## WHAT TO WORK ON
Only one span is wanted from the lines below: from the one with "the girl's shoulder" up to and including the one with "[ ] a point sits on every instance of the autumn". Copy it exactly, without images.

## DATA PROVIDED
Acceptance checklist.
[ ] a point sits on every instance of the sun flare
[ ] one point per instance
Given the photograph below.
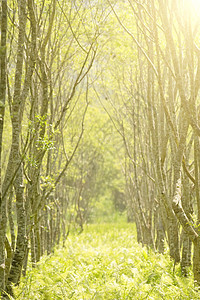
(195, 4)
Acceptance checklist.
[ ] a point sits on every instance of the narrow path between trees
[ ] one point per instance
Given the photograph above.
(105, 262)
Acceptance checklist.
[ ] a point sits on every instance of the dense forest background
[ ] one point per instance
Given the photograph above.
(99, 116)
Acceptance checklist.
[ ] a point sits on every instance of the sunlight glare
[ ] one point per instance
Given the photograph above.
(195, 4)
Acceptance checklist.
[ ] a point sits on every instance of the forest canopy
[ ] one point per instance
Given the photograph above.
(99, 117)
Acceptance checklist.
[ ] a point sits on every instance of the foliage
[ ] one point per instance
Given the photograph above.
(105, 262)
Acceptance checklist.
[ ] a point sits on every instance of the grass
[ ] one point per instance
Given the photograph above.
(105, 262)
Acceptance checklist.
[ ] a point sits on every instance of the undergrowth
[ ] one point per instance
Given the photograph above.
(105, 262)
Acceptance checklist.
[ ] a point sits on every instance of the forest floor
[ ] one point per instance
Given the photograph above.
(105, 262)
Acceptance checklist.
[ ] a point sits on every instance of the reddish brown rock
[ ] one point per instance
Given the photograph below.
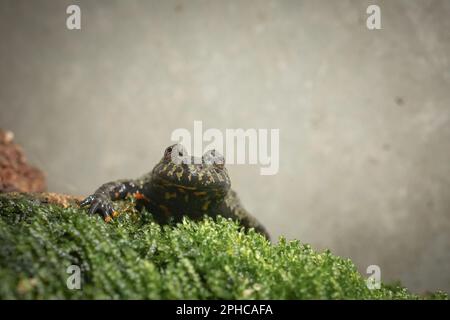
(15, 173)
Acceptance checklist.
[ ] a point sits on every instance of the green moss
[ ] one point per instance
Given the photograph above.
(133, 257)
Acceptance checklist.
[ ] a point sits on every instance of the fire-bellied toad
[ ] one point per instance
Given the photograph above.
(178, 185)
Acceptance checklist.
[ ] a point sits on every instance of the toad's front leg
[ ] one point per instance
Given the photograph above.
(101, 200)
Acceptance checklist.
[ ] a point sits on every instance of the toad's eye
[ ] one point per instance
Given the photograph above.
(212, 157)
(175, 153)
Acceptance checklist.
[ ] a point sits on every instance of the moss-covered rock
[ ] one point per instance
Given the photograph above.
(133, 257)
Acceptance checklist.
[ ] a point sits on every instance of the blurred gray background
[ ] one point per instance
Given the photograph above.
(364, 116)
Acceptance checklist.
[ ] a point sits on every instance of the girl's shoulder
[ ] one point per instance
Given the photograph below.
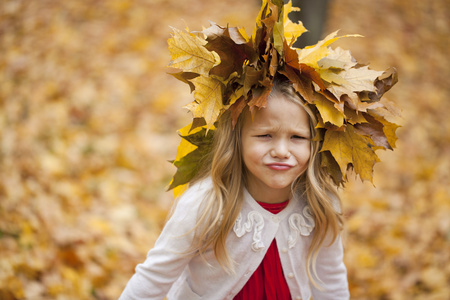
(195, 194)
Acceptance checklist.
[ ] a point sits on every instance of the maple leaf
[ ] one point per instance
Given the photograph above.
(291, 30)
(189, 164)
(185, 77)
(337, 59)
(189, 54)
(350, 148)
(302, 86)
(311, 55)
(232, 54)
(328, 111)
(208, 99)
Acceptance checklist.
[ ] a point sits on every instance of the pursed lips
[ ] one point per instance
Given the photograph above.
(279, 166)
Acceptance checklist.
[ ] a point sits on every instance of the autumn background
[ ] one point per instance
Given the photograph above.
(88, 120)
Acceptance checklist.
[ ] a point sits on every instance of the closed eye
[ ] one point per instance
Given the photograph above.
(263, 136)
(299, 137)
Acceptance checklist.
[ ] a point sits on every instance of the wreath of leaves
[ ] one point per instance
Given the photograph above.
(228, 70)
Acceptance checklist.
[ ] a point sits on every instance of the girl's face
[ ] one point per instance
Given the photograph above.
(275, 148)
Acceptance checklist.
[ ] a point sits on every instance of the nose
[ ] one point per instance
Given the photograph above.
(280, 149)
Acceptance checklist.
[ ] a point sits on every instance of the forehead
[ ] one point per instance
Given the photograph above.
(280, 113)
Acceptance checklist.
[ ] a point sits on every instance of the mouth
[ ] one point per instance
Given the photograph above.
(279, 166)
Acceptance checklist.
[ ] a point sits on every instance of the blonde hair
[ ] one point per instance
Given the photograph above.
(223, 203)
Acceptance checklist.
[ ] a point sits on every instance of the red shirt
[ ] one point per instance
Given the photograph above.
(267, 282)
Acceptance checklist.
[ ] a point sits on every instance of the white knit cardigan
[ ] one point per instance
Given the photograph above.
(167, 271)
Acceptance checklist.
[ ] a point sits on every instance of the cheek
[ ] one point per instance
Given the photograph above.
(303, 153)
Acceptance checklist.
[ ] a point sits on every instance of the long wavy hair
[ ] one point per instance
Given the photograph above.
(223, 203)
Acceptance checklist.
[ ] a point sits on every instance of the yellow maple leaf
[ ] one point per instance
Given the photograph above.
(208, 99)
(337, 59)
(348, 147)
(291, 30)
(328, 111)
(311, 55)
(189, 54)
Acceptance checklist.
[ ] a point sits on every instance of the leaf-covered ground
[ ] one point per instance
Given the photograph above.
(87, 124)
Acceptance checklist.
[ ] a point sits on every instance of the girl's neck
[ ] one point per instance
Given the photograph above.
(270, 196)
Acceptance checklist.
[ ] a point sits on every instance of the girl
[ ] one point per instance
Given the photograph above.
(262, 221)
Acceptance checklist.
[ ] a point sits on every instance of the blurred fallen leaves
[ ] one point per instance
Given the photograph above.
(88, 119)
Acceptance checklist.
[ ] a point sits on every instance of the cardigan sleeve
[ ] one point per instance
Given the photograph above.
(332, 273)
(166, 261)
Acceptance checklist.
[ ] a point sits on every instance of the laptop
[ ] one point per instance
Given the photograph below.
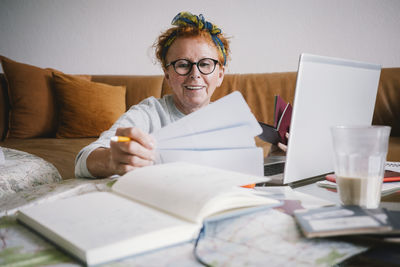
(329, 92)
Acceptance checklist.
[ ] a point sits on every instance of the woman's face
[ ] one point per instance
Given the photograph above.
(194, 90)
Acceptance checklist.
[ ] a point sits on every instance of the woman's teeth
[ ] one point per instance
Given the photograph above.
(194, 87)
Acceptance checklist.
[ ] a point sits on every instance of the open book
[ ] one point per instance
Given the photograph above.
(148, 208)
(282, 117)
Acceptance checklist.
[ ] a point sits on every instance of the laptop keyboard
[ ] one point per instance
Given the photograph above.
(273, 169)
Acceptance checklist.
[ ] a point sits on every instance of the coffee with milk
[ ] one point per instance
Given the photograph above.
(359, 191)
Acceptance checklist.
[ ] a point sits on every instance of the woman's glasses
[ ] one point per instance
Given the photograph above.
(184, 67)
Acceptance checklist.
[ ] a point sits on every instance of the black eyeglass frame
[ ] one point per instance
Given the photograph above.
(191, 65)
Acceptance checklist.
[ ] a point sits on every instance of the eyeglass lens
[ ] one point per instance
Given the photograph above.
(184, 66)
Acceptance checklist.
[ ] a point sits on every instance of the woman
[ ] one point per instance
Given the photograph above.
(193, 55)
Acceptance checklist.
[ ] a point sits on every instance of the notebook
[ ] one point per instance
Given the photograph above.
(329, 92)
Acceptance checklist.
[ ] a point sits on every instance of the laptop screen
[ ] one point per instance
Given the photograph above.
(329, 92)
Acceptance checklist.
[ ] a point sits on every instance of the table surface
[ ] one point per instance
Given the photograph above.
(269, 236)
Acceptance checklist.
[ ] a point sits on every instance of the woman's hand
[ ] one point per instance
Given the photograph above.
(127, 156)
(282, 146)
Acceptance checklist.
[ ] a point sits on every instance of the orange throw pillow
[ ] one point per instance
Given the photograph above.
(86, 108)
(33, 110)
(32, 107)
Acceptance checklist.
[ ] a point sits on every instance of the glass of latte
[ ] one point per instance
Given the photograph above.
(359, 163)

## OUTPUT FOR THIS EXERCISE
[ ] a point sits on every instance of the girl's shoulder
[ ] one point per instance
Given the photograph below.
(195, 194)
Acceptance checklist.
[ ] a point sits on every instance of the maple leaf
[ ] one point per instance
Given the photograph above.
(291, 30)
(189, 164)
(185, 77)
(337, 59)
(189, 54)
(350, 148)
(302, 86)
(311, 55)
(232, 54)
(328, 111)
(208, 99)
Acceptance checklist.
[ ] a point sits on every instance of the pursed lips
[ ] one point per instance
Given the photograph above.
(279, 166)
Acceptance checklist.
[ ] a point sits on every instance of the autumn background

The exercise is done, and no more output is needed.